What is being asked: Scan the entries below for the word "stage" and copy every line in which it occurs.

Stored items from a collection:

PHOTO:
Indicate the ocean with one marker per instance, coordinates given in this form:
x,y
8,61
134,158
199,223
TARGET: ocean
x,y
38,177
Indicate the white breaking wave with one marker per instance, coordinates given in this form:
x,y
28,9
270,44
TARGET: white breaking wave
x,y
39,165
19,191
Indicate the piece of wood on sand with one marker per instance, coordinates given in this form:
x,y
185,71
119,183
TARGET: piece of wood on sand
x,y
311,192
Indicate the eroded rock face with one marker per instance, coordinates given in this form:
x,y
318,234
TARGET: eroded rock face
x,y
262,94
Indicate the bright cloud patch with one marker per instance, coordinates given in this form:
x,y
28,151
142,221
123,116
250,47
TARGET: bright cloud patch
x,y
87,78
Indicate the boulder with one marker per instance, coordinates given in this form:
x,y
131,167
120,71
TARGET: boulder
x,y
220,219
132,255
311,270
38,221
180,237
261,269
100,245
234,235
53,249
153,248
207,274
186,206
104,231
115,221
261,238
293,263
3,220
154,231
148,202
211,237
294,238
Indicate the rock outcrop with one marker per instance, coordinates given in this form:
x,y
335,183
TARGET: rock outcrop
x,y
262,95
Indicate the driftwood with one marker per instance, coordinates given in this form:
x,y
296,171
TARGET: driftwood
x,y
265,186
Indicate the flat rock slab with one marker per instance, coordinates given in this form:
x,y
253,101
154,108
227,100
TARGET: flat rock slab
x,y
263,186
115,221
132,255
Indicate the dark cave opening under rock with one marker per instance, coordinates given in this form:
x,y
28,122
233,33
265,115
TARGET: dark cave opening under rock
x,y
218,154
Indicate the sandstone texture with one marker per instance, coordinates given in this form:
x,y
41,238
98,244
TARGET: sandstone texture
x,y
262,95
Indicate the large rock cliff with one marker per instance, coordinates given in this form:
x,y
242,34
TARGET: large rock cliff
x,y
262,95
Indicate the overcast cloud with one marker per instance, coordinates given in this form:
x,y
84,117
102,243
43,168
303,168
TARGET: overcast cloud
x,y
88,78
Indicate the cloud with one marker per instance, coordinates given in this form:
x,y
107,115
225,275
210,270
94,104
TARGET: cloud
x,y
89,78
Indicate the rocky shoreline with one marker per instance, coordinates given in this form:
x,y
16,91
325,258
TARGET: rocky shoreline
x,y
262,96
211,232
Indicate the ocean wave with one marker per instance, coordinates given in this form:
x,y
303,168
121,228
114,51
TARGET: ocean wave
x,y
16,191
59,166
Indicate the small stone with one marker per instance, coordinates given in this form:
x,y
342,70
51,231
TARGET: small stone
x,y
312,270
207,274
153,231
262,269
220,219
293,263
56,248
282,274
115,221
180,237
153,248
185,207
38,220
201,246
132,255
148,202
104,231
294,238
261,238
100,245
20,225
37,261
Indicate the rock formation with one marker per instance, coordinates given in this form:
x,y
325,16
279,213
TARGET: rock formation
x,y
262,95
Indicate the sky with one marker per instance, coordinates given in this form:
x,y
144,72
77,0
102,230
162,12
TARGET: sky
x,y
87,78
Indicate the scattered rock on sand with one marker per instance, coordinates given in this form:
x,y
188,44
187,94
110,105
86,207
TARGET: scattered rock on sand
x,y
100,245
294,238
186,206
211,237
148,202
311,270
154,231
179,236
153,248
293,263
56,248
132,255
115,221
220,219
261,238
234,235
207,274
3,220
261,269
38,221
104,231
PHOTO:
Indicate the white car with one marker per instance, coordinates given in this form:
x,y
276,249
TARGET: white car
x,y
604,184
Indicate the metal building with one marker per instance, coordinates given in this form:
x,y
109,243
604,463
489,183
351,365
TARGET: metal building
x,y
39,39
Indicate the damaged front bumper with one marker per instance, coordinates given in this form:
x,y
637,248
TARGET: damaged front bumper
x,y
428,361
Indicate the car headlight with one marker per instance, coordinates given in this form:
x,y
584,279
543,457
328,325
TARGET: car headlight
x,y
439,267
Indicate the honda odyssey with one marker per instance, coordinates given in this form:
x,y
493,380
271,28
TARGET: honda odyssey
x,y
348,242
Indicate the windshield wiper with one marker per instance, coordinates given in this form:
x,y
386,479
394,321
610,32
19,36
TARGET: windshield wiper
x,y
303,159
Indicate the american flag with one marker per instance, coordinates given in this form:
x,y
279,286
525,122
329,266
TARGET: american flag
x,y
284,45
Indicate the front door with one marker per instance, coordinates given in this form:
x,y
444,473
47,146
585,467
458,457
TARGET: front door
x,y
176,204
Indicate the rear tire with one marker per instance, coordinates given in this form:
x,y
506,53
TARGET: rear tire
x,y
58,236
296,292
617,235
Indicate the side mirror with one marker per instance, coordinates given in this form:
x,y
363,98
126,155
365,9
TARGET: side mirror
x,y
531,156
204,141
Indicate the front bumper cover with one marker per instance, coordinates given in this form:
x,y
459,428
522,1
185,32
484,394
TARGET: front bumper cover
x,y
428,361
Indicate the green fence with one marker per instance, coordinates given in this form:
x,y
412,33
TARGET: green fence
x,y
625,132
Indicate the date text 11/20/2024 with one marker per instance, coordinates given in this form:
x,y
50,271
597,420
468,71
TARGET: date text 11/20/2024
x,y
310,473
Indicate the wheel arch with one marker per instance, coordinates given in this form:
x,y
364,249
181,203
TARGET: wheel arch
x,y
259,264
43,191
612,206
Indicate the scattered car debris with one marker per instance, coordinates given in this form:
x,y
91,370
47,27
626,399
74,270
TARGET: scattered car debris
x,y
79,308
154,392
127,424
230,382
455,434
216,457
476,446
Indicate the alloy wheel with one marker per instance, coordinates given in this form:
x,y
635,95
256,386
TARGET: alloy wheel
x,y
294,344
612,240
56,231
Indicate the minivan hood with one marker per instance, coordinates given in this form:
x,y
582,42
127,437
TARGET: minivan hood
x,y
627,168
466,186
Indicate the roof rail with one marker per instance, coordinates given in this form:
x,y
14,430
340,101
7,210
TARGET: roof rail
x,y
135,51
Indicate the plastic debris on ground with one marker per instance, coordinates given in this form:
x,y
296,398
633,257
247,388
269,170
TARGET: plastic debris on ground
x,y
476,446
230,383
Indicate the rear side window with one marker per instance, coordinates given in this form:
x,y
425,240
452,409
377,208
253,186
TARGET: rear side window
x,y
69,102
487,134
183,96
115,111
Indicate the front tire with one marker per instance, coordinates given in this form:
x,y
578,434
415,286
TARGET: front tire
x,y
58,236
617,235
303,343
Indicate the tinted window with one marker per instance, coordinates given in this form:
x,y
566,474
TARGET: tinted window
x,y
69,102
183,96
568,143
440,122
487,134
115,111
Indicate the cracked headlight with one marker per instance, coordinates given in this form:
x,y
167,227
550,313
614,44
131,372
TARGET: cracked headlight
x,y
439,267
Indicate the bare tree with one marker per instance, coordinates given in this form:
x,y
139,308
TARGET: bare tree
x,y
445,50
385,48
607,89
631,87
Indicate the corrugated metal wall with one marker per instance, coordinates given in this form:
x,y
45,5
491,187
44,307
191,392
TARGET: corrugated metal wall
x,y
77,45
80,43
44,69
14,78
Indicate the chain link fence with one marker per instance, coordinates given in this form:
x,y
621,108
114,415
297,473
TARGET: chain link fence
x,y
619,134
* * *
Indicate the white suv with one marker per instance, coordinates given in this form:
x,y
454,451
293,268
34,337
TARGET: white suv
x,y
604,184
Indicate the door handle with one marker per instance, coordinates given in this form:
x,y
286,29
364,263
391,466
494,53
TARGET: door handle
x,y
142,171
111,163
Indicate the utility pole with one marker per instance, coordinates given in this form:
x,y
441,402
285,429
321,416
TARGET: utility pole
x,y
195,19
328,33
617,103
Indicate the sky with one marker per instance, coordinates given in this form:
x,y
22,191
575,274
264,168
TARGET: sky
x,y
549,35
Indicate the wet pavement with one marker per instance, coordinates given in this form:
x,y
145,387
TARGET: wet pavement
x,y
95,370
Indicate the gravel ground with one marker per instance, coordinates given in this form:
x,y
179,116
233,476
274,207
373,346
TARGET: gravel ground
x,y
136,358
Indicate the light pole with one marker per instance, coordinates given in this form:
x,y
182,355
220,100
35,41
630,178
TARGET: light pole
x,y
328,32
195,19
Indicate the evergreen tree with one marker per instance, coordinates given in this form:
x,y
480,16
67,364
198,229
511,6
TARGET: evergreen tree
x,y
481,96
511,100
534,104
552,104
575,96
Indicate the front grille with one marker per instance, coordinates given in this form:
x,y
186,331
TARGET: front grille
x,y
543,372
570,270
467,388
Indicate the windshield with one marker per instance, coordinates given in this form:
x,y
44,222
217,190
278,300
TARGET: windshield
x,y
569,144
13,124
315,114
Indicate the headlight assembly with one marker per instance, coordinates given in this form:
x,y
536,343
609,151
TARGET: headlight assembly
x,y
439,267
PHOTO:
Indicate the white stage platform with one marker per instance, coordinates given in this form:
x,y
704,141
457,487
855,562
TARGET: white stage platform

Response area:
Indicate the white stage platform with one marker per instance, coordinates given in this form:
TARGET: white stage platform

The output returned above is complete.